STATED PROBLEM A: Reproduce the listing that appears below the HNSW text line for line, leaving out the picture.

Embeddings & Similarity SearchApproximate Nearest Neighbors (FAISS, ScaNN, HNSW)Medium⏱️ ~2 min

HNSW: Graph Based Proximity Search

WHAT IS HNSW

Hierarchical Navigable Small World (HNSW) organizes vectors into a multi-layer graph structure. Each vector is a node; edges connect nearby vectors. The hierarchy resembles a skip list: top layers have sparse long-range connections for fast navigation, bottom layers have dense local connections for precision.

Search starts at a fixed entry point in the highest layer. From there, greedily walk toward the query by always moving to the neighbor closest to the query. When no closer neighbor exists, drop to the next layer and repeat. The bottom layer search finds the final candidates.

STATED PROBLEM B: Write out the HNSW text word for word, starting with "WHAT IS HNSW" and going on through "the final candidates.".

PROVIDED INFORMATION:

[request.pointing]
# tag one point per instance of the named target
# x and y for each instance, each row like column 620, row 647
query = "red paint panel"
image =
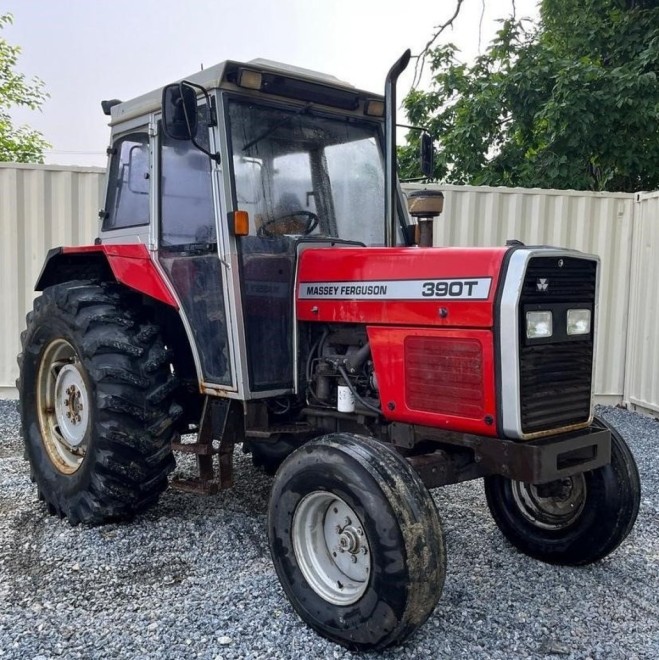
column 131, row 264
column 363, row 265
column 455, row 388
column 444, row 375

WORKED ANSWER A:
[request.pointing]
# tag one point per instance of the named target
# x and y for each instance, each row like column 620, row 647
query = "red paint panel"
image =
column 131, row 264
column 363, row 265
column 455, row 388
column 444, row 375

WORKED ANSWER B:
WHAT IS HNSW

Hierarchical Navigable Small World (HNSW) organizes vectors into a multi-layer graph structure. Each vector is a node; edges connect nearby vectors. The hierarchy resembles a skip list: top layers have sparse long-range connections for fast navigation, bottom layers have dense local connections for precision.

Search starts at a fixed entry point in the highest layer. From there, greedily walk toward the query by always moving to the neighbor closest to the query. When no closer neighbor exists, drop to the next layer and repeat. The bottom layer search finds the final candidates.